> _MATERIAL SUPPLIED_:
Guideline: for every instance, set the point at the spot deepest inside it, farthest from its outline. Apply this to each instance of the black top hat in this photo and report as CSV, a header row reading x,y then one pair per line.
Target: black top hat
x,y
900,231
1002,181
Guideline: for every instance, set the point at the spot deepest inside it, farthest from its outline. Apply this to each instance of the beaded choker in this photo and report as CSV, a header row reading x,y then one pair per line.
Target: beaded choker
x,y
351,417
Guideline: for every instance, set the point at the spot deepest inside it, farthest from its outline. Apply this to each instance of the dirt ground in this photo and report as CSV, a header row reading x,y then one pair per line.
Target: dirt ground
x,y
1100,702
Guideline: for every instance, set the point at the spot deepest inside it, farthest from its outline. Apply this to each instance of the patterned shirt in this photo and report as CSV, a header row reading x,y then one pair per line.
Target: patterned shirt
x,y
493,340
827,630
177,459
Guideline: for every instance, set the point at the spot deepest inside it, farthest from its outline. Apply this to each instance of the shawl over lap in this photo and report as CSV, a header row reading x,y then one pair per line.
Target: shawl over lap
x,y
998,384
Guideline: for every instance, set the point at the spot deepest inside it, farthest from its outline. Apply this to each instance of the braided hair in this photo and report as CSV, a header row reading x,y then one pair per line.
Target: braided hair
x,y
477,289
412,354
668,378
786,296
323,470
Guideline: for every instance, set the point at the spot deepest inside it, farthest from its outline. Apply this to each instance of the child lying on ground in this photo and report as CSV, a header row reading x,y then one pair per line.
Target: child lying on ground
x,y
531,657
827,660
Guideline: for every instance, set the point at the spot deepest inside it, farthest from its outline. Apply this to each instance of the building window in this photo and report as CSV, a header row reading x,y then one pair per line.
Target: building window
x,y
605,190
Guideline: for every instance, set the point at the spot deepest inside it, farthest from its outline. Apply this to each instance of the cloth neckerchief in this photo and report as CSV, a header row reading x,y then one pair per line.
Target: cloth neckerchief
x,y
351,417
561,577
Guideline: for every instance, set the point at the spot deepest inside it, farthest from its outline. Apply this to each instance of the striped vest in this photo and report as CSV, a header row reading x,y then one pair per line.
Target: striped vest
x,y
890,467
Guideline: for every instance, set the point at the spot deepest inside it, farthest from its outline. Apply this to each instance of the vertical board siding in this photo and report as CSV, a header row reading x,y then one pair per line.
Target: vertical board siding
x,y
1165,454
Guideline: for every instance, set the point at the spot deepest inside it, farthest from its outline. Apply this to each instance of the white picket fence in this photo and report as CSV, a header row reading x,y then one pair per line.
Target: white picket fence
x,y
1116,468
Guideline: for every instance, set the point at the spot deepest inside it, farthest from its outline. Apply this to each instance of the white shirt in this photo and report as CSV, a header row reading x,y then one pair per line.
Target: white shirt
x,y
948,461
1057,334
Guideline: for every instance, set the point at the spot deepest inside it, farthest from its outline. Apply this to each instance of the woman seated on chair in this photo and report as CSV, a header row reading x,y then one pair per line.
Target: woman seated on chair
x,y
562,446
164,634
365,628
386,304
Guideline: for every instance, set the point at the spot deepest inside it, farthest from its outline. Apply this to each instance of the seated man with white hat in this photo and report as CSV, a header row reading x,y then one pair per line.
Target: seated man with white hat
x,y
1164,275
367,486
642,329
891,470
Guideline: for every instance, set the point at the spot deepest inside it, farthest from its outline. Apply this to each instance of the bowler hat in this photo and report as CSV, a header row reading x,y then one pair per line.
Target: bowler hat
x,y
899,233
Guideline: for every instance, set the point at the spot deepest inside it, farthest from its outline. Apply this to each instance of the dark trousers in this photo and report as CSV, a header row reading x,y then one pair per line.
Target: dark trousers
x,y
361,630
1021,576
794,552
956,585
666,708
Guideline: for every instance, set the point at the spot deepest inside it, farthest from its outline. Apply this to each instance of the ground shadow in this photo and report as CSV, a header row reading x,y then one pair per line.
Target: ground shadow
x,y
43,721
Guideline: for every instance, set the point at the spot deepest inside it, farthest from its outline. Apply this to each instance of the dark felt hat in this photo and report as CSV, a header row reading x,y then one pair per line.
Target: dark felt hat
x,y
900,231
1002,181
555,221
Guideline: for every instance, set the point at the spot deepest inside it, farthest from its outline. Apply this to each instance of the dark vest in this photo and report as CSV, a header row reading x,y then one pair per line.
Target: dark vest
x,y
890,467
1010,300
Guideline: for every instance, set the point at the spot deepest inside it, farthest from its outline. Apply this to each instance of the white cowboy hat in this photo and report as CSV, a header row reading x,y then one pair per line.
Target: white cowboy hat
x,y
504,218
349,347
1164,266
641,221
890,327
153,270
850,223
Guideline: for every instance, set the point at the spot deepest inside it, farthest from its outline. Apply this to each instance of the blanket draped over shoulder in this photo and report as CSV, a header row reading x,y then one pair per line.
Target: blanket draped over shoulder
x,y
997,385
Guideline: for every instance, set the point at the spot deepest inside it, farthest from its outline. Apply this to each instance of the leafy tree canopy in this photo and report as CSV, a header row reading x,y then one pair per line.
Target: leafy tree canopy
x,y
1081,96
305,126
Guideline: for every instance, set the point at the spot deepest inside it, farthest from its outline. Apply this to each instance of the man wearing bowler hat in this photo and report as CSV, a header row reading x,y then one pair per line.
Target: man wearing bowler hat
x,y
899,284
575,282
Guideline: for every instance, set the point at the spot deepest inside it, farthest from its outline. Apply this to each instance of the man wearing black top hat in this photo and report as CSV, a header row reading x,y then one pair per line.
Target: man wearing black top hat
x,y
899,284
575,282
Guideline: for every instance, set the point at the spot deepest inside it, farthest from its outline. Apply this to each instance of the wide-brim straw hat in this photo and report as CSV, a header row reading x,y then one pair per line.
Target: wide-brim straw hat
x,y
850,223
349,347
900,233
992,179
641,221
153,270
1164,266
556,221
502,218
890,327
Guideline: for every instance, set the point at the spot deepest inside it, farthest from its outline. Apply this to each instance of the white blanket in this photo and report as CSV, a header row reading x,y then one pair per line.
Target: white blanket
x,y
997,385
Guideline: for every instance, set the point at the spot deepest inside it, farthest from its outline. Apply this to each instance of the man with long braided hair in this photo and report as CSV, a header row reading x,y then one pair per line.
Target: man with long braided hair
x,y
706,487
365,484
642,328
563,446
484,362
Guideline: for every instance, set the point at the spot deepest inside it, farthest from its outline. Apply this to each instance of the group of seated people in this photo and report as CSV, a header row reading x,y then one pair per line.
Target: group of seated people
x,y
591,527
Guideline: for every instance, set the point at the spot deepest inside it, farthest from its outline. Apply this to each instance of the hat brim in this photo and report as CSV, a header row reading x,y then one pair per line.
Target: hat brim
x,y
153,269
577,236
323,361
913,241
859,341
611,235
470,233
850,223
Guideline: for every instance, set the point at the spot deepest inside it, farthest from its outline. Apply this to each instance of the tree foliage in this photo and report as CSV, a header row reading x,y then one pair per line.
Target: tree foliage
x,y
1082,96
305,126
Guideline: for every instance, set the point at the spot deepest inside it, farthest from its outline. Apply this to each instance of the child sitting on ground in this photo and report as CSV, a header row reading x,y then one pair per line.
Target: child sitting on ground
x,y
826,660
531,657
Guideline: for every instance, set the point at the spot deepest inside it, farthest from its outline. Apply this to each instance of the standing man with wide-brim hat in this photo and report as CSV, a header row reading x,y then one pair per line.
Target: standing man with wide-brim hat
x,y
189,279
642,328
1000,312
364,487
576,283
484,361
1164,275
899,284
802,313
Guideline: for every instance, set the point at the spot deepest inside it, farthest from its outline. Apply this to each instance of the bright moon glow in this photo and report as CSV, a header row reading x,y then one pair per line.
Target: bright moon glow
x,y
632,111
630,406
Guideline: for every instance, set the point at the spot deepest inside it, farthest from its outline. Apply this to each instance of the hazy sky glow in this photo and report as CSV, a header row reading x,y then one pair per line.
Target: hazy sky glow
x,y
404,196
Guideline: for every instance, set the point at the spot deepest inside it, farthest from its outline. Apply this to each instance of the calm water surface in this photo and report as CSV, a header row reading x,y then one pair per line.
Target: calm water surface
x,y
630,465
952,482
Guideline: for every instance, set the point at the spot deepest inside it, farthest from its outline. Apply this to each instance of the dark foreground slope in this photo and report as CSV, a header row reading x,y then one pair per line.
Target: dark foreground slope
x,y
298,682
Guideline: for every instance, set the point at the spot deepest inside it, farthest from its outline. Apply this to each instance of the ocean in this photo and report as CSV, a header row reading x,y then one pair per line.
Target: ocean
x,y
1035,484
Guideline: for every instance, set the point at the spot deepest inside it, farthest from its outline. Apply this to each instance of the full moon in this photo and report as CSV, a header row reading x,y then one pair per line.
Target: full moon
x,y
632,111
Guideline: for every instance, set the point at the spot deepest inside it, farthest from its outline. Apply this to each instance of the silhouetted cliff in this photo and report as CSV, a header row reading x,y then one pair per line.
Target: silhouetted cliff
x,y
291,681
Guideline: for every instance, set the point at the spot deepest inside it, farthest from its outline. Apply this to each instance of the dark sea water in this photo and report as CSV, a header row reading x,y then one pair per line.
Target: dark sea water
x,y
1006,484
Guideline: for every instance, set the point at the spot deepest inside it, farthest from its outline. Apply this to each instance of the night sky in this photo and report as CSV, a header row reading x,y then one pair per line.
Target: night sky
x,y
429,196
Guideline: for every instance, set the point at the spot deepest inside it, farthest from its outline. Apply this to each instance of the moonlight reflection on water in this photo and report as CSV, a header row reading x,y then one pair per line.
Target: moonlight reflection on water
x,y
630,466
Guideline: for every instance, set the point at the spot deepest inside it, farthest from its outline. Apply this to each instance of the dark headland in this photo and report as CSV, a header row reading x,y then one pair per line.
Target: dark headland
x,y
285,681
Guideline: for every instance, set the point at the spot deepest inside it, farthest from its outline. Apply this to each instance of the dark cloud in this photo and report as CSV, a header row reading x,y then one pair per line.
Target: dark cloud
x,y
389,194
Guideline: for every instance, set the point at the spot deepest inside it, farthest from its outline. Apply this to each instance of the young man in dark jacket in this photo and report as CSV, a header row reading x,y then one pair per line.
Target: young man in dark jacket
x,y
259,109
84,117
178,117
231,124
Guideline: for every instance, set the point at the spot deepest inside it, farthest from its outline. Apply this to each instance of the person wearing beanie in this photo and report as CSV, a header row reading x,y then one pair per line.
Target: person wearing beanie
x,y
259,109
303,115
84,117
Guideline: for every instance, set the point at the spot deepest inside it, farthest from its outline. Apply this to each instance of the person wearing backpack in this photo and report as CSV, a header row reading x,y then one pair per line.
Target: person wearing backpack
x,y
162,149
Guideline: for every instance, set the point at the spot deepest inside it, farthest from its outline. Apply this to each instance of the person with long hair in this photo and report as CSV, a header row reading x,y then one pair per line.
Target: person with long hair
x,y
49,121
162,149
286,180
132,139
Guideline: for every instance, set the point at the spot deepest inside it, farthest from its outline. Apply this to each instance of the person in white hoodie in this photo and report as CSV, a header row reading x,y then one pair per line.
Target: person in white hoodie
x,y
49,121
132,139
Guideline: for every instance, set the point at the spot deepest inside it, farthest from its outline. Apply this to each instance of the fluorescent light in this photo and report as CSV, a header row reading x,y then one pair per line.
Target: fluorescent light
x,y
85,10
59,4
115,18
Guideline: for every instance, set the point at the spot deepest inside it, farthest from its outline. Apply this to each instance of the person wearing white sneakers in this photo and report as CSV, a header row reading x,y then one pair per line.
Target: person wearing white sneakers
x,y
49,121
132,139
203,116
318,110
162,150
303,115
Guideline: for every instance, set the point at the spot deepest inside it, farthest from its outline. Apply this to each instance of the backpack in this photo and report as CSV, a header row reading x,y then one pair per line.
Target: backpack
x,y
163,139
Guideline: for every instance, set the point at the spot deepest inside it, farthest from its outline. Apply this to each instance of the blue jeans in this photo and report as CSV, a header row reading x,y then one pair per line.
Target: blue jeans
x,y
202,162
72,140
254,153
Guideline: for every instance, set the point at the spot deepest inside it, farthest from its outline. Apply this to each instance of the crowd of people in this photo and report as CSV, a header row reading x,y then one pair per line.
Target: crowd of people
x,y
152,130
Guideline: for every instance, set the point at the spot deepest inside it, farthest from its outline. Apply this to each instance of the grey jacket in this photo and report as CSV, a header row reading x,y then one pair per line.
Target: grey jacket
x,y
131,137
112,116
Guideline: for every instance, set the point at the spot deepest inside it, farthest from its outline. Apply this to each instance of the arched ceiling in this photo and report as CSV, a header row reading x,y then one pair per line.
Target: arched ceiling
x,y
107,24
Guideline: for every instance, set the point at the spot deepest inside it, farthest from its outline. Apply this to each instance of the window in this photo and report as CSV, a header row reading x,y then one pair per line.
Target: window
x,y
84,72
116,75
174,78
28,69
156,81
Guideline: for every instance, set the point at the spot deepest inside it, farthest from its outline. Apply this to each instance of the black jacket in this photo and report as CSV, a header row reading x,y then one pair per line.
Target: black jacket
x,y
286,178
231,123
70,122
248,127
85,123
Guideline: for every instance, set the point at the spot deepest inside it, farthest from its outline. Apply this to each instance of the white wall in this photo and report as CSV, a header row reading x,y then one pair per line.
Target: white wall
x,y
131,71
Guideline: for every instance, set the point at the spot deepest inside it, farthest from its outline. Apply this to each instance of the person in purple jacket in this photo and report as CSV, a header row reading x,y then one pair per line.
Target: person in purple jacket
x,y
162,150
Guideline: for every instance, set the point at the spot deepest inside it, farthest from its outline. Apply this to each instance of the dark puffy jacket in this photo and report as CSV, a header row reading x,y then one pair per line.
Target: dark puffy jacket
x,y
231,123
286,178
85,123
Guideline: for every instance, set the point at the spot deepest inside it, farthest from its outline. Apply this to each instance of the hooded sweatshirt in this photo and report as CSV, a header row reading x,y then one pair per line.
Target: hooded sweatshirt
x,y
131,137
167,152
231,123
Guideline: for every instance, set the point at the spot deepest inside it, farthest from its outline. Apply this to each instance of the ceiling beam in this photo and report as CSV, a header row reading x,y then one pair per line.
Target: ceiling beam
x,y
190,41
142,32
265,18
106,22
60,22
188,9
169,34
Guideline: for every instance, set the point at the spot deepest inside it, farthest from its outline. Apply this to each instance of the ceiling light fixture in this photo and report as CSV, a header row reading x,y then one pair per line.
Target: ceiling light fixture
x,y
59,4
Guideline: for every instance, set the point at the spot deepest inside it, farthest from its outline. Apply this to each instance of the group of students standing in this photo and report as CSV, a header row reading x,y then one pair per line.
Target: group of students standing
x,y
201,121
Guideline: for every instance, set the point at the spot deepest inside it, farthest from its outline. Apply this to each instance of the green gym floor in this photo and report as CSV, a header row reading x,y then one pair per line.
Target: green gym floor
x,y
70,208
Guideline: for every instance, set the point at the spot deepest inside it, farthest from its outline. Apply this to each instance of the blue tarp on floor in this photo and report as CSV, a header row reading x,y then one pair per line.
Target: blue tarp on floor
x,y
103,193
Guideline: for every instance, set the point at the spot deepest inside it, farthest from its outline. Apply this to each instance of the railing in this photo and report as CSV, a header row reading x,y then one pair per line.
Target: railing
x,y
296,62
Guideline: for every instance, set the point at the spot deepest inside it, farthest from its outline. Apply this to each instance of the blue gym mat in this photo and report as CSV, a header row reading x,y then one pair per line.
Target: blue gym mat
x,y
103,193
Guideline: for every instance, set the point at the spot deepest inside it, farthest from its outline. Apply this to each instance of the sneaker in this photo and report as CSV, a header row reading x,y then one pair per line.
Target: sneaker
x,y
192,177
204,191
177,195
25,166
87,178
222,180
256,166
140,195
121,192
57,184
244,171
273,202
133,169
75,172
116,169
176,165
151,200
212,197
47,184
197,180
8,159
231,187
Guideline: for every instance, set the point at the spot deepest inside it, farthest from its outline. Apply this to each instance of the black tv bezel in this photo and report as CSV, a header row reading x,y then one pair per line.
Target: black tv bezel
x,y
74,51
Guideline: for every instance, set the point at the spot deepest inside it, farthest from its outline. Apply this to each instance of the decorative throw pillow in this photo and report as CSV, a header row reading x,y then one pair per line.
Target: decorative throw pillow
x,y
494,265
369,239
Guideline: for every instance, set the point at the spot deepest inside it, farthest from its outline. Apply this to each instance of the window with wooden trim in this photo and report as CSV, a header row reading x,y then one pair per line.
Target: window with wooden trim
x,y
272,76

> _GIVEN PROBLEM_:
Through the last line of the entries above, beginning at the line containing "the black tv", transcribe each line exactly, both ends included and nothing more.

> _RESPONSE FOR THIS EXERCISE_:
Guideline: for every instance, set the point at the spot deepest inside it, farthest from its outline. Apply this to each instance of the black tv bezel in this photo and report as CSV, a header row reading x,y then one pair per line.
Target: black tv bezel
x,y
74,51
Guideline: for every instance, set the point at the spot deepest inside it, farthest from its outline. Apply this to each instance of the decorative throw pillow in this photo and report as CSV, a header row reading x,y then one pair per line.
Target: decorative throw pillow
x,y
494,265
369,239
Guideline: for every instance, set the point at the spot deepest inside it, farthest from its outline. Apply this to each instance of the window with wooden trim in this photo and report as CSV, a header row reading x,y then one pair per line.
Target: window with wooden trim
x,y
272,76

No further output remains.